*** Opening of Quoted passage ***

The providers dispute Anthem’s claims, saying they prescribed the shots appropriately. They didn’t get any money for the drugs, which is paid to pharmacies. One doctor said he thinks the company wants to discourage using the drugs for unapproved purposes, a practice called off-label prescribing, which is legal and accepted in American medicine.
Doctors prescribe a drug off-label when they think it will help a patient despite lacking US government approval for a given condition. Several specialists said they prescribed Ozempic off-label to treat obesity before the drug attained its current popularity. It’s up to insurers to decide whether to pay for off-label prescriptions, and they sometimes do. In this instance, an insurer that paid for drugs is asking for money from prescribers, even though they didn’t receive the funds.
‘Highly Unusual’
Anthem’s demand for money is “highly unusual” and “seems weird,” said Jeff Levin-Scherz, a managing director at Willis Towers Watson Plc who advises employers on health coverage. “I’ve never heard of a carrier billing a physician for procedures or a medicine that was provided by someone else.”
Elevance regularly monitors for fraud, waste and abuse, a spokesperson said in an email. The company respects physicians' decision to prescribe Ozempic off-label, the spokesperson said.

*** Close of Quoted passage ***
*** Opening of Provided records ***

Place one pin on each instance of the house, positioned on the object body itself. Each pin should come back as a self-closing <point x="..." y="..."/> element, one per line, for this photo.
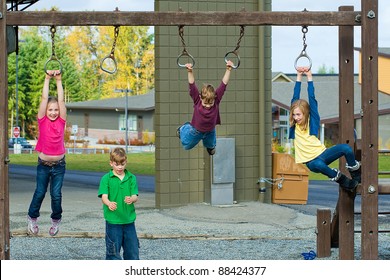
<point x="327" y="95"/>
<point x="106" y="118"/>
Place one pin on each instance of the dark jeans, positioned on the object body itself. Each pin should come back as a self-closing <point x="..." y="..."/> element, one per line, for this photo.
<point x="45" y="175"/>
<point x="121" y="236"/>
<point x="190" y="137"/>
<point x="320" y="163"/>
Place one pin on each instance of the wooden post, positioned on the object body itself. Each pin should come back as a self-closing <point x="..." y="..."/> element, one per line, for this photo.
<point x="346" y="127"/>
<point x="369" y="78"/>
<point x="4" y="194"/>
<point x="323" y="232"/>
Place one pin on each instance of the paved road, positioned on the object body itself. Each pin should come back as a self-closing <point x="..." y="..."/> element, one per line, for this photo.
<point x="321" y="193"/>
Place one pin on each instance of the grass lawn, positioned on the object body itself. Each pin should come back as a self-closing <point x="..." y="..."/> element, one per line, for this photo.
<point x="143" y="163"/>
<point x="137" y="163"/>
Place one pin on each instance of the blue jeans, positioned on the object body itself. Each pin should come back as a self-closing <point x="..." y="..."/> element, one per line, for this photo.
<point x="121" y="236"/>
<point x="45" y="175"/>
<point x="190" y="137"/>
<point x="320" y="163"/>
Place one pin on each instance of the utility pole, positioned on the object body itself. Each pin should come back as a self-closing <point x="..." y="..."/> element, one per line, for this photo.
<point x="127" y="90"/>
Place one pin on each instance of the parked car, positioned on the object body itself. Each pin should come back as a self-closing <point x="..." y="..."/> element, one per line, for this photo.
<point x="21" y="140"/>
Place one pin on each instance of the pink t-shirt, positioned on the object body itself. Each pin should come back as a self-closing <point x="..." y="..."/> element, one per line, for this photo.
<point x="51" y="136"/>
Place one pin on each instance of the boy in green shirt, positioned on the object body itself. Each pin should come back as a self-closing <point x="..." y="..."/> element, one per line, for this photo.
<point x="119" y="191"/>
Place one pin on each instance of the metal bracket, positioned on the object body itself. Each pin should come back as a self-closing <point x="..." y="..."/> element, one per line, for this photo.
<point x="371" y="189"/>
<point x="358" y="18"/>
<point x="371" y="14"/>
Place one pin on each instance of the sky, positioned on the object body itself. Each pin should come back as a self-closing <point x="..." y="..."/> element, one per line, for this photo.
<point x="322" y="41"/>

*** Close of Provided records ***

### Tasks for this exercise
(a) In the passage about Anthem billing doctors for Ozempic, what is Jeff Levin-Scherz's job?
(b) List every company named in the passage about Anthem billing doctors for Ozempic.
(c) Continue the passage about Anthem billing doctors for Ozempic from its last sentence.

### Answer list
(a) He is a managing director at Willis Towers Watson Plc who advises employers on health coverage.

(b) Anthem, Willis Towers Watson Plc, Elevance

(c)
Insurance companies are trying to contain ballooning costs for Novo Nordisk A/S and Eli Lilly & Co.’s diabetes and obesity shots, whose US sales topped $18 billion last year. The drugs offer benefit for a huge swath of the US population, where some 42% of adults have obesity. That’s prompted responses from insurers concerned about high price tags for drugs that cost roughly $1,000 a month and have to be taken regularly to maintain their effects.
Ozempic is “a widely used drug that has the potential to bring huge financial spending or outlay for the insurance companies,” said Ge Bai, a professor of accounting and health policy at Johns Hopkins University. “That’s why they are being so aggressive. It’s really going out of their usual lane.”
Ozempic and Lilly’s Mounjaro have US approval to treat diabetes, but contain the same ingredients as other drugs — Wegovy and Zepbound — that treat obesity. Doctors can legally prescribe the diabetes drugs off-label for obesity or other conditions, and it’s up to insurance companies to decide whether to cover them.
Elevance confirmed it contacted a small number of providers about payments. The company said the insurer will cover Ozempic only for treating patients with diabetes, in accordance with its US approval. Elevance said it’s engaged in reviewing documentation from the providers who responded.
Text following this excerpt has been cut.